- Referring expression pointing data

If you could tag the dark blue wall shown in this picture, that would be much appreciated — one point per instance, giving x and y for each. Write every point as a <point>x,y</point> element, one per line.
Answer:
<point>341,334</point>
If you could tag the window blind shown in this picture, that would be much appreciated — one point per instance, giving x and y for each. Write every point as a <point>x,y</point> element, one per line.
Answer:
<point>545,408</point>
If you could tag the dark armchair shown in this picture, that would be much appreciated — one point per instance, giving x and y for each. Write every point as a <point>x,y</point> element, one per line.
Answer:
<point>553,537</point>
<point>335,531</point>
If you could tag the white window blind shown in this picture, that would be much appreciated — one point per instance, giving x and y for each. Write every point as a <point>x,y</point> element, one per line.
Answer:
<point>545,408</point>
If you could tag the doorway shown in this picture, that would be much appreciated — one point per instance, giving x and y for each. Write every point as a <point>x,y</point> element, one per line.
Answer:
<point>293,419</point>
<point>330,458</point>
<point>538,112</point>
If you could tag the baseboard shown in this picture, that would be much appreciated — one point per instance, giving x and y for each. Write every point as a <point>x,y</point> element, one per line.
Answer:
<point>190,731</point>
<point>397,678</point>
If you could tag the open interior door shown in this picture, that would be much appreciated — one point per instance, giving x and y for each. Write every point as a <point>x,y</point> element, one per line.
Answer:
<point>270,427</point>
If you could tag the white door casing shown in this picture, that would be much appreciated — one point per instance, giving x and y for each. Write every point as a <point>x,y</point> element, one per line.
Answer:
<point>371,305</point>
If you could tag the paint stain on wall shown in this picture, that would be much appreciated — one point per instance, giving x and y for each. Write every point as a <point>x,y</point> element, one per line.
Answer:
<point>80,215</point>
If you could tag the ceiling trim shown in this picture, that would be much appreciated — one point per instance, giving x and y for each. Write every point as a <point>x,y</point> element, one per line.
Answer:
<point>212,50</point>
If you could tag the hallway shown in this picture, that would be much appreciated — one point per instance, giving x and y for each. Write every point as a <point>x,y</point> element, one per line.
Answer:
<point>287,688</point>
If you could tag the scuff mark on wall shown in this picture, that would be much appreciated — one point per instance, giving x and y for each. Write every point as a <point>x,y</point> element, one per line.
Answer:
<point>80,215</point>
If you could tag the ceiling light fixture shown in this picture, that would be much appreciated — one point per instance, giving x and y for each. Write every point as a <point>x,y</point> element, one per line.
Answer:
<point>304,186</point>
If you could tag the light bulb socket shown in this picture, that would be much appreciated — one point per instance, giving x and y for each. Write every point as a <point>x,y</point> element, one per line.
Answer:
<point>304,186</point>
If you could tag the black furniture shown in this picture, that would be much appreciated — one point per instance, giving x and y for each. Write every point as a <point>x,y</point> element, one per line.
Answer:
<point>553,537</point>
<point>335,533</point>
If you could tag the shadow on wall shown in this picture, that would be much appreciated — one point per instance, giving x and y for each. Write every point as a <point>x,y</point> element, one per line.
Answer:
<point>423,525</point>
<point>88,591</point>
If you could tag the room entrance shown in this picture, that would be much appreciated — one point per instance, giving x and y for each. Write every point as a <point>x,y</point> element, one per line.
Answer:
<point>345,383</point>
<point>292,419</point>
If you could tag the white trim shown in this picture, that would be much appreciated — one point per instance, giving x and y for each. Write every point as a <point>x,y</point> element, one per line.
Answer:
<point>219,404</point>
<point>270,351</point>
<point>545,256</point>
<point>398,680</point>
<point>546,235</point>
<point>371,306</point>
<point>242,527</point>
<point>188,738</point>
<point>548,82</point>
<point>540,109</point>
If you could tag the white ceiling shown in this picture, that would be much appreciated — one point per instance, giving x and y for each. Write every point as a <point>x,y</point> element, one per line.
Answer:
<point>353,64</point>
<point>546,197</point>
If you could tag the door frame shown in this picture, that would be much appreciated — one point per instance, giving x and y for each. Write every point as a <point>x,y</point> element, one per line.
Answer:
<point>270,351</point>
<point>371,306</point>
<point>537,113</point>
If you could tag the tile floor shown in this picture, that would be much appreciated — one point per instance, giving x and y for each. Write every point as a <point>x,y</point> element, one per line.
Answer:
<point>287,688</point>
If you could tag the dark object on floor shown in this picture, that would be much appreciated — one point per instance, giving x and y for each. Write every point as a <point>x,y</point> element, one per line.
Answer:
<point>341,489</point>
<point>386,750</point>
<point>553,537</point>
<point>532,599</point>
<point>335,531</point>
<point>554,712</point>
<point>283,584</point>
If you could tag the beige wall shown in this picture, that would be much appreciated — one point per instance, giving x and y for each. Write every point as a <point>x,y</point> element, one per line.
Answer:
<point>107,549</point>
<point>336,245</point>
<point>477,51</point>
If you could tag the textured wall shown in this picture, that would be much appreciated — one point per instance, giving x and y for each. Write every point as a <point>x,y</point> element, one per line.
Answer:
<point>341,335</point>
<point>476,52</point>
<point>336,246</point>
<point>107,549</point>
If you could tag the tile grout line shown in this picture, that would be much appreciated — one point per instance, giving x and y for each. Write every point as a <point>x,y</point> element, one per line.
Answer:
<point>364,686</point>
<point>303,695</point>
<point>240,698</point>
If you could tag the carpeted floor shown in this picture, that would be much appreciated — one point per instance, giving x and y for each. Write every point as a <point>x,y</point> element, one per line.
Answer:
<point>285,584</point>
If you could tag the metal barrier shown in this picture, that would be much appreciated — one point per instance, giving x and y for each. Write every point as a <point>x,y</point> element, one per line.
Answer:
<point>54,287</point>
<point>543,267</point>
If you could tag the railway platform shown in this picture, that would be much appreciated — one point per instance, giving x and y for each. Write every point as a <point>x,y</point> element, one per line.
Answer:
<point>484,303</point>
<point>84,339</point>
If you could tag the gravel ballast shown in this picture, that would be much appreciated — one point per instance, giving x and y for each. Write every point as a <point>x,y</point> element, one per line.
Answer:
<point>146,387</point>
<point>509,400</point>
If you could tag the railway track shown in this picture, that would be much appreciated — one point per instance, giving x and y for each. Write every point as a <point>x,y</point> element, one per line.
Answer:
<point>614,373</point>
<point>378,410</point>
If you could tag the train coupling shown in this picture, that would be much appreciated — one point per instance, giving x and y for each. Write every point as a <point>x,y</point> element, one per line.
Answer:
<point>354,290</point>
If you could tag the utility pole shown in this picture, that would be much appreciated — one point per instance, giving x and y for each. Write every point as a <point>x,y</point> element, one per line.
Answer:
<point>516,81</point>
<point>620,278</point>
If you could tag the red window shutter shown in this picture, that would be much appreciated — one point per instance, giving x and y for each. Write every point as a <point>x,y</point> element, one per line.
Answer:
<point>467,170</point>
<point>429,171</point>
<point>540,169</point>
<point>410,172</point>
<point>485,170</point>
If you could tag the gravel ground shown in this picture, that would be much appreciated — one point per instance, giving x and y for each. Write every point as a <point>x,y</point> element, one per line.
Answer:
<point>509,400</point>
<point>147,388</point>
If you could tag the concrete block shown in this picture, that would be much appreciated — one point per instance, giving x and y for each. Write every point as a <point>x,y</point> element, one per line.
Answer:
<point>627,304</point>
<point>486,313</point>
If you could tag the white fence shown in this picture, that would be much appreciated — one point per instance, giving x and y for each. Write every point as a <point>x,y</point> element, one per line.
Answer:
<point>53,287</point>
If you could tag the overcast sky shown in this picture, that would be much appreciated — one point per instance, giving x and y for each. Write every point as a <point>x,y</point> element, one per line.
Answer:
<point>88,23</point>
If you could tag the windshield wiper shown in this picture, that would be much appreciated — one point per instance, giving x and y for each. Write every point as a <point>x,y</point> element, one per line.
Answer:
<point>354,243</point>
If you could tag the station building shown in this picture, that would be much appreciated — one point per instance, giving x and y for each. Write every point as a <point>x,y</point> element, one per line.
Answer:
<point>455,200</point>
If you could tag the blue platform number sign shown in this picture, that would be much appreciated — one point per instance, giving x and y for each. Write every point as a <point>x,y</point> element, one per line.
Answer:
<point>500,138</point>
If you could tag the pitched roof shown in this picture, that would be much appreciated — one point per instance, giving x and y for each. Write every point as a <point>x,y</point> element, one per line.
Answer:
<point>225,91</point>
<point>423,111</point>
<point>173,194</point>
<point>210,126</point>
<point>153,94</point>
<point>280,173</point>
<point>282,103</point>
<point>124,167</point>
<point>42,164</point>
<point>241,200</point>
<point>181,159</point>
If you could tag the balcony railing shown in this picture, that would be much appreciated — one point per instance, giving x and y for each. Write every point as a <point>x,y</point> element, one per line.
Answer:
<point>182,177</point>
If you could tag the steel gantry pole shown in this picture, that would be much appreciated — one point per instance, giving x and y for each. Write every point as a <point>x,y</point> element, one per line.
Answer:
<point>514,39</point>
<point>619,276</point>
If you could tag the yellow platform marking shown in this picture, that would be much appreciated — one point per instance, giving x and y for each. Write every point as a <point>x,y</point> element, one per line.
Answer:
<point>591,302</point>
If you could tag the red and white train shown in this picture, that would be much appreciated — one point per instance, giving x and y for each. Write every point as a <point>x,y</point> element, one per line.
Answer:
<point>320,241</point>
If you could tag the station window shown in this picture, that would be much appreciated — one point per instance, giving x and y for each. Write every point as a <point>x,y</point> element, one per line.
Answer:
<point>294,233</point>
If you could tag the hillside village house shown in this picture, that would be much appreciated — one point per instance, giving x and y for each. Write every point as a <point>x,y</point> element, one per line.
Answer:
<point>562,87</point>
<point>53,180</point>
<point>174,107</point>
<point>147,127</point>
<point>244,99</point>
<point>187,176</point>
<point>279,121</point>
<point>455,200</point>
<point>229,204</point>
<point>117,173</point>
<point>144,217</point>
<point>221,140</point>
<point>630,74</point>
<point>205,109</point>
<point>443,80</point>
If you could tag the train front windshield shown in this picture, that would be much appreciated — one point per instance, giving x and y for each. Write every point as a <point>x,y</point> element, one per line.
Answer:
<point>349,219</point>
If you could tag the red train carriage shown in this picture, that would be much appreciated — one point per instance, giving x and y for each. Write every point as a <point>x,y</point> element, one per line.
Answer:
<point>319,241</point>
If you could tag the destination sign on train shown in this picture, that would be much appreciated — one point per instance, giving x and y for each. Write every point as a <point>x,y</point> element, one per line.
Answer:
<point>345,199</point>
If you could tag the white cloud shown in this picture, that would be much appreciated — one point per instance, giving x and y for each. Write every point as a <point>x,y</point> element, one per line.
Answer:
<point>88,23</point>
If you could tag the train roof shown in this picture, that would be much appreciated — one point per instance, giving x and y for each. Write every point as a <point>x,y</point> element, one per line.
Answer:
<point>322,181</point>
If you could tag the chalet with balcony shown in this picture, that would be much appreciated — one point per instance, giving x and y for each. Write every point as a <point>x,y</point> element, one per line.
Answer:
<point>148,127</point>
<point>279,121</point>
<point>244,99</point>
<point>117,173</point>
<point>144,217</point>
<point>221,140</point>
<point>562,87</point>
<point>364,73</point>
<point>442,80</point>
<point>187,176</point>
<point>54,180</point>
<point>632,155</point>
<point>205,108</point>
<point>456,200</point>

- Assignment
When the line with "If you could tag the gravel ballast" is reached in the data above, begin copying, and stop after the line with "If you could tag the railway track"; copy each line exactly, both ends included.

- Written solution
If you could tag the gravel ballast shown in this picture, that would be much appreciated — one point per instance, giving x and y for each. Write every point as a <point>x,y</point> element, one per line.
Answer:
<point>146,387</point>
<point>509,400</point>
If you could tag the railway track shown in this picture, that would be much appreciated — one point per instance, giving x and y for each. Write every point as a <point>x,y</point> element, one per line.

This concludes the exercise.